--- EXCERPT ---
= = = = = = =

A cartoon tweeted by the Libertarian Party of Michigan on May 8, 2024 that has since been deleted. Photo: Screenshot

The Libertarian Party of Michigan on Wednesday posted an antisemitic cartoon depicting Jews as puppet masters who control both the Democratic and Republican parties in the US.

The graphic was posted on multiple social media platforms, but gained particular traction on X/Twitter, where it received widespread blowback but also a chuck of support — garnering over 1,000 likes before it was ultimately deleted.

The Libertarian Party of Michigan did not respond to The Algemeiner‘s request for comment for this story.

“I know some people think of me as ‘libertarian.’ I have used that word to describe myself at times,” journalist Brad Polumbo wrote in response to the graphic. “But please understand that I have no affiliation whatsoever with whatever the f–k this is.”

Max Abrahms, a professor of political science at Northeastern University, wrote, “I’ve found that foreign policy libertarians are more likely to (1) view themselves as smart, (2) view themselves as smarter than they are, (3) condescend when they’re dilettantes on national security issues, (4) and yes have issues with Jews.”

= = = = = = =

--- RECORDED DATA ---
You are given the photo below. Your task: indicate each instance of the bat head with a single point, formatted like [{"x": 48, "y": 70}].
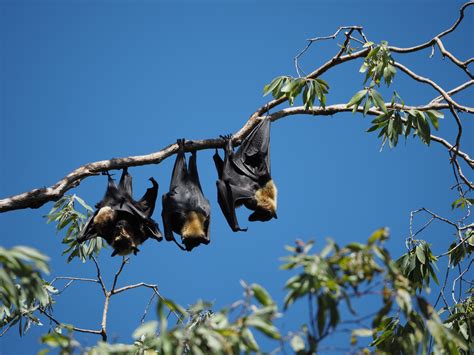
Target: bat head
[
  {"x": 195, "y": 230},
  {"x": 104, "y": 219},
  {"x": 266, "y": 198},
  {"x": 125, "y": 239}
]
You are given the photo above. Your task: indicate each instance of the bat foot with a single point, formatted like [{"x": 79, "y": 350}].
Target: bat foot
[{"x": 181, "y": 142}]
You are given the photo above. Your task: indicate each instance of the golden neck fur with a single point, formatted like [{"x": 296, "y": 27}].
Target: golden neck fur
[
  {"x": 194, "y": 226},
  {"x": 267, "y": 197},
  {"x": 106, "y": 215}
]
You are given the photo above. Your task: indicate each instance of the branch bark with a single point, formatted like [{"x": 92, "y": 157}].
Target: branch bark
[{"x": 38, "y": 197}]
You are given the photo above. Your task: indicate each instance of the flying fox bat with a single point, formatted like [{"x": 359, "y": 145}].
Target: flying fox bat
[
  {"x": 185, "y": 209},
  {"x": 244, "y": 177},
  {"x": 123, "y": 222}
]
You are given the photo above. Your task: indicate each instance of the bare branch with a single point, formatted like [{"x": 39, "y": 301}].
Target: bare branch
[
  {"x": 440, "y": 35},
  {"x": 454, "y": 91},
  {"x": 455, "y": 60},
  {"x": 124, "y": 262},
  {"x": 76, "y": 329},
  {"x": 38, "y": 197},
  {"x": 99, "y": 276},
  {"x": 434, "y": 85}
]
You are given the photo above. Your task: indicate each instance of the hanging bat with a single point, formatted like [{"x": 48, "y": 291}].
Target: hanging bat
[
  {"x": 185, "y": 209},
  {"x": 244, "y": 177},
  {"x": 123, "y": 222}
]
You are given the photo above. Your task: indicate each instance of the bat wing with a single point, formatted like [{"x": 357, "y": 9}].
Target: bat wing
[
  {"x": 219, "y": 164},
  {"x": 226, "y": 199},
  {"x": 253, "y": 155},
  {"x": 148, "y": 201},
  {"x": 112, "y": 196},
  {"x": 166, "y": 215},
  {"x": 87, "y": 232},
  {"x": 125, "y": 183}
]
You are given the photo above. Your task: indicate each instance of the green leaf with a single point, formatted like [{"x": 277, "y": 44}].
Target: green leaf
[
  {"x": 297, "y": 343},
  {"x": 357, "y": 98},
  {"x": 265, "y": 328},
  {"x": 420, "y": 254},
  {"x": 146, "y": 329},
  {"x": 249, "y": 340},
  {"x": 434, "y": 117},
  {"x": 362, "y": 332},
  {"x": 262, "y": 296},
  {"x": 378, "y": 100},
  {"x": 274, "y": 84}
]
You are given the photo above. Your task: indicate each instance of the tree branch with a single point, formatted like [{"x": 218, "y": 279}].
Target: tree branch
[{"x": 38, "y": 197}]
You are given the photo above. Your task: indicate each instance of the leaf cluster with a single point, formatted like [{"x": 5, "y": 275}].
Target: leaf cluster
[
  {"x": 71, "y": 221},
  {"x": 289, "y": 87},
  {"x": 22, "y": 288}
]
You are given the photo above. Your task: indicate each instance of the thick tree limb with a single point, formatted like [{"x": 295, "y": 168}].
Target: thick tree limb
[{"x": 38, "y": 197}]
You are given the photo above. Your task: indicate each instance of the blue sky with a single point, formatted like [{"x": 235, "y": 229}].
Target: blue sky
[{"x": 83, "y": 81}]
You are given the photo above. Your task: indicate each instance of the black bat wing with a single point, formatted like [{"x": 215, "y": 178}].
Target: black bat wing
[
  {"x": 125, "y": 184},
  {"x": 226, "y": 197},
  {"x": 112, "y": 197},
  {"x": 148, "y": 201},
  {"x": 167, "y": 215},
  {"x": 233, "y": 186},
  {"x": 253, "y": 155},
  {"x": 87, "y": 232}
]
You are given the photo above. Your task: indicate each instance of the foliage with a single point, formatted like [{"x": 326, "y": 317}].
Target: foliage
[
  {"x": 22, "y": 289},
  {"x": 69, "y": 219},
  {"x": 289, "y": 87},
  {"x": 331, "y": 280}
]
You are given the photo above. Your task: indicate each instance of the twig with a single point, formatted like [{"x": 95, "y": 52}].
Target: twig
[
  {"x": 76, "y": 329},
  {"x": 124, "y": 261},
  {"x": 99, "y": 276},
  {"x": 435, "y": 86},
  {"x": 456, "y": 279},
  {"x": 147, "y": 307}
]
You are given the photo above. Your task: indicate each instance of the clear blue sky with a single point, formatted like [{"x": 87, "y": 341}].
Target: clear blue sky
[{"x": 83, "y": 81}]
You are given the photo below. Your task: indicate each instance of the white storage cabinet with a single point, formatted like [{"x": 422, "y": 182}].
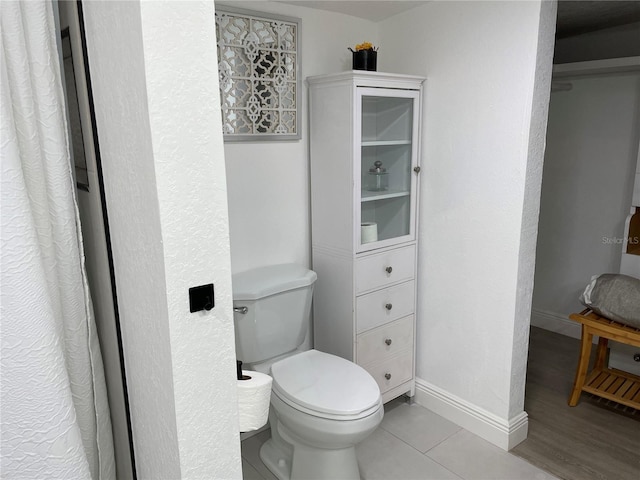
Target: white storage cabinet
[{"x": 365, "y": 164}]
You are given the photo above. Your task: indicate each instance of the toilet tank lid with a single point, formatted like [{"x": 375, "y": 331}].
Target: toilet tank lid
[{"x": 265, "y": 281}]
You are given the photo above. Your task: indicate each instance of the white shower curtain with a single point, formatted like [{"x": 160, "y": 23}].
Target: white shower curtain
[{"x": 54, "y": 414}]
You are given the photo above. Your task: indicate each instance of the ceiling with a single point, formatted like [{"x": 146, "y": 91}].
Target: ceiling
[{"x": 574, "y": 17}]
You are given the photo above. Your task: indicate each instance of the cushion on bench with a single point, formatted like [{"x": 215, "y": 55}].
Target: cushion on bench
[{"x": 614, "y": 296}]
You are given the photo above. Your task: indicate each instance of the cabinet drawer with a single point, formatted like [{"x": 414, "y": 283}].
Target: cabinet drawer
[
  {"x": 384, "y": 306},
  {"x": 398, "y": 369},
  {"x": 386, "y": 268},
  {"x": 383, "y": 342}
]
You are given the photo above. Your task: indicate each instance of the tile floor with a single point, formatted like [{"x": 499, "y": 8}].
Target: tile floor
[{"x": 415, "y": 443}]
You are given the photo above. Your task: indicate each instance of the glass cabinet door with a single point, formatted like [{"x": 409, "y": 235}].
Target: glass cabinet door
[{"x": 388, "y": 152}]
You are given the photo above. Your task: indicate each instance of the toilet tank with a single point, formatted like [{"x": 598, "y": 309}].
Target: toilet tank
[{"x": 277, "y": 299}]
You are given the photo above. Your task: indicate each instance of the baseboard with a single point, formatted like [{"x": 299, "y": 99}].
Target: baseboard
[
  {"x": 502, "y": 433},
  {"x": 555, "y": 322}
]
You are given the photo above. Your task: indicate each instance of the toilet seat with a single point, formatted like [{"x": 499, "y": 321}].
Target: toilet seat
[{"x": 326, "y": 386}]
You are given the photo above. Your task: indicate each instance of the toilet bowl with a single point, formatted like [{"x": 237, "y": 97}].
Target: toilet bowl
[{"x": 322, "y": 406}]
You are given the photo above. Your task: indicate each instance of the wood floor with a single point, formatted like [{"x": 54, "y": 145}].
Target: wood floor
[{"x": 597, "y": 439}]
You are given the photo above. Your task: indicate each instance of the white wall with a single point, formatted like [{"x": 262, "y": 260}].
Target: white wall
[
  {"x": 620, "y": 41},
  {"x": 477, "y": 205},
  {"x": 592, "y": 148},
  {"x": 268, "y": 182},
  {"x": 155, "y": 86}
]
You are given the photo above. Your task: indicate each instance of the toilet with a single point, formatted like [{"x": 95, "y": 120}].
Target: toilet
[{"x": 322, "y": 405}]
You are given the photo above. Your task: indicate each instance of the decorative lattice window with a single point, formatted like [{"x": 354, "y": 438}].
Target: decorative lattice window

= = = = = = =

--- EXERCISE INSTRUCTIONS ---
A. In the article about the Libertarian Party of Michigan cartoon, how many likes did the graphic collect on X/Twitter before it was deleted?
B. Reproduce part of the article about the Libertarian Party of Michigan cartoon word for word, beginning at the words "A cartoon tweeted" and stopping after "parties in the US.".
The records were drawn from a different source than the text.

--- ANSWER SET ---
A. Over 1,000 likes.

B.
A cartoon tweeted by the Libertarian Party of Michigan on May 8, 2024 that has since been deleted. Photo: Screenshot

The Libertarian Party of Michigan on Wednesday posted an antisemitic cartoon depicting Jews as puppet masters who control both the Democratic and Republican parties in the US.